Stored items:
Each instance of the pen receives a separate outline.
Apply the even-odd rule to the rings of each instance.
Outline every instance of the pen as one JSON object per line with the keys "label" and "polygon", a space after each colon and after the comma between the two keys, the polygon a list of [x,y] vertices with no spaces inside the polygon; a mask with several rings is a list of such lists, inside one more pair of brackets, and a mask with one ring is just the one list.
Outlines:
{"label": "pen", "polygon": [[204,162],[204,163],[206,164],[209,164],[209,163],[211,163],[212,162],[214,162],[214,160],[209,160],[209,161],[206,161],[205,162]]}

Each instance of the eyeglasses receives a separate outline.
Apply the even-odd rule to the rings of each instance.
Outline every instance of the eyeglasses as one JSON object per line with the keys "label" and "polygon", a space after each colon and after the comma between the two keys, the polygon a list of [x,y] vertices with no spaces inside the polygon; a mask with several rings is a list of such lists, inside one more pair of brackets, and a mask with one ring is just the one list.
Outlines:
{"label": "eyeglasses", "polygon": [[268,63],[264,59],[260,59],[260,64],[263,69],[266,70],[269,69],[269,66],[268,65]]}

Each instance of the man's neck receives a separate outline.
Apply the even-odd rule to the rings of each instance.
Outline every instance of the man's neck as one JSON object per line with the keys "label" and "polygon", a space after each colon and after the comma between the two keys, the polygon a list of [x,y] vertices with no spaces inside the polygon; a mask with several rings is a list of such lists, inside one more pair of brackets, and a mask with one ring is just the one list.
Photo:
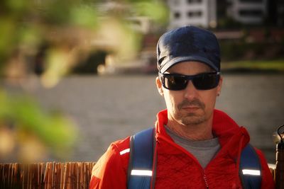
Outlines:
{"label": "man's neck", "polygon": [[175,120],[169,120],[168,127],[178,136],[189,140],[207,140],[212,139],[212,120],[200,125],[185,125]]}

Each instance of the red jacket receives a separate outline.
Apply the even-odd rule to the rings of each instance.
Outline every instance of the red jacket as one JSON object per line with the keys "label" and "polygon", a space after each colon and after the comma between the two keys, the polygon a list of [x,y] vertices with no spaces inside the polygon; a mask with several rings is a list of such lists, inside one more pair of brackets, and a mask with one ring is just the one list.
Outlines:
{"label": "red jacket", "polygon": [[[155,188],[241,188],[238,164],[241,149],[249,142],[244,127],[238,126],[224,113],[214,110],[212,130],[221,149],[203,169],[195,156],[166,133],[163,125],[168,122],[167,110],[160,112],[157,117]],[[90,188],[126,188],[129,148],[129,137],[110,145],[93,168]],[[261,188],[274,188],[265,157],[261,151],[256,151],[262,166]]]}

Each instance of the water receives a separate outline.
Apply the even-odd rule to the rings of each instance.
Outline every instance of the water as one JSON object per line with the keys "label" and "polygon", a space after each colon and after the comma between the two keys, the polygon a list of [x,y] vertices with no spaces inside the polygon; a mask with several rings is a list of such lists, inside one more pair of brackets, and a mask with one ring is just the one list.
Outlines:
{"label": "water", "polygon": [[[275,162],[271,135],[284,124],[284,75],[224,74],[217,108],[251,134],[251,143]],[[61,109],[80,128],[68,161],[96,161],[115,140],[153,127],[165,108],[151,76],[72,76],[51,89],[29,81],[30,93],[48,108]],[[9,88],[9,87],[8,87]]]}

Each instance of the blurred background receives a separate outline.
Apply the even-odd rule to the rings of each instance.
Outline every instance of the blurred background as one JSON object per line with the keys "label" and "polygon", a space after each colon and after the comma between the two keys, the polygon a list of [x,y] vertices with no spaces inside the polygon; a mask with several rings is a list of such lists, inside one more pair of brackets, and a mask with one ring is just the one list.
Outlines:
{"label": "blurred background", "polygon": [[219,40],[217,108],[275,163],[284,124],[280,0],[0,1],[0,162],[96,161],[165,108],[155,45],[185,25]]}

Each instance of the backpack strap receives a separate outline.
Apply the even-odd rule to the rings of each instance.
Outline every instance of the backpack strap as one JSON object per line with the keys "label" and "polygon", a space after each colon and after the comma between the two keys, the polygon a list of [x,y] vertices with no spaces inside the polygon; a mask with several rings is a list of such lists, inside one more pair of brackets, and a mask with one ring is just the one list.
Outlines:
{"label": "backpack strap", "polygon": [[129,163],[127,173],[127,188],[151,188],[155,130],[143,130],[130,138]]}
{"label": "backpack strap", "polygon": [[239,176],[244,188],[261,188],[261,165],[255,149],[249,144],[241,151]]}

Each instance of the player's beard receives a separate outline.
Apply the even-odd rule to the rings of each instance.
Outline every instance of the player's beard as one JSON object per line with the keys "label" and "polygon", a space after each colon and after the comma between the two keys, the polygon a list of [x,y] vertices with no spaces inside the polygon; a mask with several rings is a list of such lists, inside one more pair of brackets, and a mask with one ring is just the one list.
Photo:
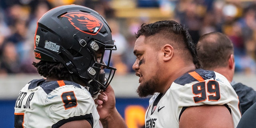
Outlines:
{"label": "player's beard", "polygon": [[156,89],[157,88],[158,83],[158,78],[157,76],[156,76],[144,83],[141,83],[136,92],[141,98],[152,95],[156,92]]}

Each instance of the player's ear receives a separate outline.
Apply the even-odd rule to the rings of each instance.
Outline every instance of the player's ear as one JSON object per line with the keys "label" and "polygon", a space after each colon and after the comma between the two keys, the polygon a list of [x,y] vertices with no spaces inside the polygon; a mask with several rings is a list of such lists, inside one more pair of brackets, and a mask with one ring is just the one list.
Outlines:
{"label": "player's ear", "polygon": [[231,54],[228,58],[228,67],[230,69],[235,68],[235,59],[234,54]]}
{"label": "player's ear", "polygon": [[173,47],[169,44],[166,44],[162,49],[164,53],[164,61],[168,61],[173,56]]}

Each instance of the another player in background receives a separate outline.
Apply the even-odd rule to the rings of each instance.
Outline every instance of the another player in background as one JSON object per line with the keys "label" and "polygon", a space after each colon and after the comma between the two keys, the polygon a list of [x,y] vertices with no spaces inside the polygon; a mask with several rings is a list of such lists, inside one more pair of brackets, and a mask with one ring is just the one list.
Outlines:
{"label": "another player in background", "polygon": [[[102,61],[103,56],[110,50],[110,60],[116,49],[107,22],[93,10],[71,5],[46,13],[35,35],[35,56],[40,61],[33,65],[46,79],[32,80],[20,90],[15,127],[100,128],[99,120],[104,127],[126,127],[115,107],[114,94],[106,103],[112,106],[102,106],[108,100],[106,94],[114,94],[109,84],[116,70],[109,61]],[[107,109],[112,114],[97,112],[92,96],[100,92],[98,108]]]}
{"label": "another player in background", "polygon": [[223,34],[212,32],[202,35],[196,44],[203,68],[218,72],[227,78],[238,96],[242,113],[256,102],[256,92],[233,80],[235,62],[233,44]]}
{"label": "another player in background", "polygon": [[199,69],[195,46],[183,26],[169,20],[143,24],[136,36],[137,92],[153,95],[146,128],[236,128],[237,95],[224,76]]}

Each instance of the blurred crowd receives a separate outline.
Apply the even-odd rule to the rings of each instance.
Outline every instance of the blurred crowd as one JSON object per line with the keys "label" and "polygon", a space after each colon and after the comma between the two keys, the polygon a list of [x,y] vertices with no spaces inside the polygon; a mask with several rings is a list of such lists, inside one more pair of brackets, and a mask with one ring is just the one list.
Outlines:
{"label": "blurred crowd", "polygon": [[[1,0],[0,75],[37,72],[32,64],[33,62],[38,61],[34,59],[33,52],[36,22],[51,8],[68,4],[91,8],[106,18],[118,48],[113,53],[111,64],[118,69],[118,75],[133,72],[132,67],[136,59],[132,52],[134,33],[142,23],[150,22],[152,19],[141,17],[131,20],[117,17],[115,15],[116,10],[111,4],[113,0]],[[224,33],[234,43],[235,72],[256,73],[255,0],[133,1],[139,5],[138,7],[163,8],[165,11],[171,12],[169,12],[172,14],[166,20],[184,24],[195,42],[205,33],[212,31]]]}

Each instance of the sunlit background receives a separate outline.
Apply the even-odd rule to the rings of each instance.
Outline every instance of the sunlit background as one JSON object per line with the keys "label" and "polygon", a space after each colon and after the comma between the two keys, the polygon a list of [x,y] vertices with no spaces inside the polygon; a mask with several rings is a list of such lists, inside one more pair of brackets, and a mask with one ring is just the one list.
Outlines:
{"label": "sunlit background", "polygon": [[[256,0],[0,0],[0,127],[14,127],[14,105],[20,89],[42,78],[31,64],[34,36],[39,18],[49,9],[76,4],[104,17],[118,50],[112,57],[118,70],[112,83],[116,107],[129,128],[140,128],[148,98],[135,93],[138,78],[132,66],[134,33],[143,23],[174,20],[188,29],[196,42],[202,34],[224,33],[235,49],[234,80],[256,90]],[[157,43],[157,42],[156,42]]]}

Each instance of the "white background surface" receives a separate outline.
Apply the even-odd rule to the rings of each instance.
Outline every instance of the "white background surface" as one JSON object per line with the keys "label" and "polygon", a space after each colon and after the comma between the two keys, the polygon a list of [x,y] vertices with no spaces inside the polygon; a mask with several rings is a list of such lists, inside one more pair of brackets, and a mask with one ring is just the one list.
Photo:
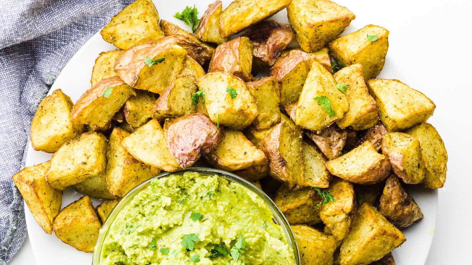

THE EXERCISE => Gather every line of the records above that holds the string "backpack", treating case as significant.

REPLY TO THE TASK =>
Each instance of the backpack strap receives a separate outline.
Outline every instance of the backpack strap as one JSON object per line with the keys "label" and "polygon", a space after each colon and after the comma between the two keys, the polygon a list of [x,y] vertices with no spaces inside the polygon; a mask with several rings is a list of such lists, inside one more pair of brackets, and a mask with one ring is just the one list.
{"label": "backpack strap", "polygon": [[129,163],[127,173],[127,188],[151,188],[155,130],[143,130],[130,138]]}
{"label": "backpack strap", "polygon": [[239,176],[244,188],[261,188],[261,165],[255,149],[249,144],[241,151]]}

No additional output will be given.